Dataset entries:

·····

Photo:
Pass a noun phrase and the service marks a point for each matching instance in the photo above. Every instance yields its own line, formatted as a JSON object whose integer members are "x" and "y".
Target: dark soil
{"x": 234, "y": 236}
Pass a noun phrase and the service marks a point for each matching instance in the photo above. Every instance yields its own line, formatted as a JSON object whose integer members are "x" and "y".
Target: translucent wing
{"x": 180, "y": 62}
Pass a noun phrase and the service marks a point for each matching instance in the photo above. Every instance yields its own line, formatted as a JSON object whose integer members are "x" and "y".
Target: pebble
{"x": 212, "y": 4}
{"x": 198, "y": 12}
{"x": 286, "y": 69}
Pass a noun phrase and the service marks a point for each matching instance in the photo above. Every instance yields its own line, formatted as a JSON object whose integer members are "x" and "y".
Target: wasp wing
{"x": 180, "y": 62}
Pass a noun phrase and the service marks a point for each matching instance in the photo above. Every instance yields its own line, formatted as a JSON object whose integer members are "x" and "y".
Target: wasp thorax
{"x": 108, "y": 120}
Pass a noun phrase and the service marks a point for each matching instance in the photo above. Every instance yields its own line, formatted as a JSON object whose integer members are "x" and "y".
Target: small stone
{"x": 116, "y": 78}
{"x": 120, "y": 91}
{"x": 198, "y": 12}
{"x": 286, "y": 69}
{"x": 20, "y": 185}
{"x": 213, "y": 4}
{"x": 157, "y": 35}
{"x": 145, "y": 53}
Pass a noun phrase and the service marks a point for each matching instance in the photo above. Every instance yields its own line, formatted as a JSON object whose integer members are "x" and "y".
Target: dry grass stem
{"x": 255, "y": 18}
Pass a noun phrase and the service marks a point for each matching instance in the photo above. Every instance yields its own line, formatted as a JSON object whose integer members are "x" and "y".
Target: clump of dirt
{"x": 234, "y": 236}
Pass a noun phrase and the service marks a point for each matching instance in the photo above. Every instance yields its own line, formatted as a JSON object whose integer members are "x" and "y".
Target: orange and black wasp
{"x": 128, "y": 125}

·····

ASSIGNMENT:
Extract all of the data exactly as written.

RESULT OF THE TASK:
Photo:
Pass a noun phrase and the service marks a point for each matching instance in the photo above. Every instance yields its own line, formatted as a JSON object whose integer members are "x" and "y".
Target: dark soil
{"x": 234, "y": 236}
Pass a noun phrase and the service marks a point for each matching instance in the photo above. Every instance yields its own line, formatted as a JSON object whose integer members are "x" and "y".
Target: translucent wing
{"x": 180, "y": 62}
Pass a noun phrase and the service marks a point for each matching instance in the photo above. Every instance yields its own line, formatted as a JSON object whose integer members are "x" and "y".
Target: pebble
{"x": 212, "y": 4}
{"x": 198, "y": 12}
{"x": 286, "y": 69}
Pass a noun phrase and the service marks a point for each matching instance in the photo above. Every instance yields its own line, formatted as a JSON object whose integer members are "x" and "y".
Target: wasp wing
{"x": 180, "y": 62}
Pass a noun phrase and the service marks a point for each matching instance in the photo above. Every instance yields its own line, formatted as a JSON object whose integer members are "x" and "y".
Target: wasp thorax
{"x": 108, "y": 120}
Pass a noun phrase and the service marks a point for each matching instance in the photo above. Every instance yields its own line, formatted as a JSON object whose integer members are "x" and "y".
Target: small stone
{"x": 116, "y": 78}
{"x": 120, "y": 91}
{"x": 198, "y": 12}
{"x": 286, "y": 69}
{"x": 20, "y": 185}
{"x": 213, "y": 4}
{"x": 157, "y": 35}
{"x": 145, "y": 53}
Pass a noun phrase and the service marks a point for each matching instance in the photo above. Every instance yields its own line, formatted as a JSON object whose integer members are "x" and "y".
Target: dry grass stem
{"x": 255, "y": 18}
Pass a noun phrase and the service marks a point for each matching instance in the photo above. Every instance yields its own line, formatted as a JSON object whose integer members are "x" and "y".
Target: clump of dirt
{"x": 234, "y": 236}
Pass a noun phrase and the service marks a point for each matching instance in the photo above. Every instance yields its own line, formatted as a JSON object whose integer members are "x" and "y".
Target: orange and black wasp
{"x": 128, "y": 125}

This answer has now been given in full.